To be done: Your task is to output the data exactly as it stands.

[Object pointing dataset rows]
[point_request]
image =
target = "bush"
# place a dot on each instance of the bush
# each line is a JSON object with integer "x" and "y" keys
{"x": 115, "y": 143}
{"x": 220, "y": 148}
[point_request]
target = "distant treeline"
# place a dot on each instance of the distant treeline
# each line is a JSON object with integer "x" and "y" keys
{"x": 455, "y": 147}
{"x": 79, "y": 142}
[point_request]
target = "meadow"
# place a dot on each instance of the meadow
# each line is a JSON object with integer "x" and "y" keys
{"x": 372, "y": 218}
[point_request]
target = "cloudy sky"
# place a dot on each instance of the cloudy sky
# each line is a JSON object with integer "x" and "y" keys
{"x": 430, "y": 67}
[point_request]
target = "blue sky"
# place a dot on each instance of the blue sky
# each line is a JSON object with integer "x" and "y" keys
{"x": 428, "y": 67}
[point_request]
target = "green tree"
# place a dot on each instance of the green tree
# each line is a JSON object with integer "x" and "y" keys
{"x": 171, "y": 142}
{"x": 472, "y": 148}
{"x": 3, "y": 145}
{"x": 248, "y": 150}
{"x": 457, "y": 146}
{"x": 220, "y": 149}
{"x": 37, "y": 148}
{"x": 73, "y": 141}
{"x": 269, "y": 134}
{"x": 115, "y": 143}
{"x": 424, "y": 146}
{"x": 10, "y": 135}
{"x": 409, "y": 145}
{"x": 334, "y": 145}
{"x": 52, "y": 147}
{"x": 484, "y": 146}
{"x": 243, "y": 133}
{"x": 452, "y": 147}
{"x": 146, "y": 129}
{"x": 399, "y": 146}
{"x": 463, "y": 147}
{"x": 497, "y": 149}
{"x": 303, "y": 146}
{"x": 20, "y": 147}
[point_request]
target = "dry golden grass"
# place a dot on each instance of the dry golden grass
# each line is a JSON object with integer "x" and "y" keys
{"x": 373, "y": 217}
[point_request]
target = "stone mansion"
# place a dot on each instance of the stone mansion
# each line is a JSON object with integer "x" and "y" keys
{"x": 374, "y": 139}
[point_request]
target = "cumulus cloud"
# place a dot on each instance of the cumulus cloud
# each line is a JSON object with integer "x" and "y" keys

Reply:
[point_request]
image =
target = "bush"
# place a dot on each instance of the bush
# each line is a JSON object with integer "x" and "y" keys
{"x": 115, "y": 143}
{"x": 220, "y": 148}
[point_request]
target = "distant treeline"
# place a dot on each instance of the distant treeline
# each line is a JSON object with integer "x" and "y" keys
{"x": 455, "y": 147}
{"x": 79, "y": 142}
[point_request]
target = "meadow"
# place a dot on each instance of the meadow
# each line is a JSON object with integer "x" and "y" keys
{"x": 372, "y": 218}
[point_request]
target = "cloudy sky"
# place a dot on each instance of the cloudy sky
# each line is a JSON object with integer "x" and "y" keys
{"x": 430, "y": 67}
[point_request]
target = "blue sky"
# place a dot on each instance of the blue sky
# each line is a JSON object with integer "x" and "y" keys
{"x": 428, "y": 67}
[point_request]
target = "green tree"
# place a dot on each instance of the green tree
# each line is a JSON object with integer "x" and "y" keys
{"x": 171, "y": 142}
{"x": 472, "y": 148}
{"x": 3, "y": 145}
{"x": 248, "y": 150}
{"x": 457, "y": 146}
{"x": 220, "y": 149}
{"x": 37, "y": 148}
{"x": 73, "y": 141}
{"x": 269, "y": 134}
{"x": 115, "y": 143}
{"x": 424, "y": 146}
{"x": 10, "y": 135}
{"x": 409, "y": 145}
{"x": 334, "y": 145}
{"x": 52, "y": 147}
{"x": 484, "y": 146}
{"x": 243, "y": 133}
{"x": 452, "y": 147}
{"x": 146, "y": 129}
{"x": 399, "y": 146}
{"x": 463, "y": 147}
{"x": 497, "y": 149}
{"x": 303, "y": 146}
{"x": 20, "y": 147}
[point_request]
target = "dry golden grass"
# place a dot on each instance of the dry golden grass
# each line is a JSON object with integer "x" and "y" keys
{"x": 373, "y": 217}
[point_request]
target = "stone mansion"
# place a dot on each instance of the stone mansion
# each line is a JSON object with integer "x" and "y" keys
{"x": 374, "y": 139}
[point_request]
target = "cumulus cloud"
# place a dot on each instance of the cumulus cloud
# each line is a JSON object with integer "x" and "y" keys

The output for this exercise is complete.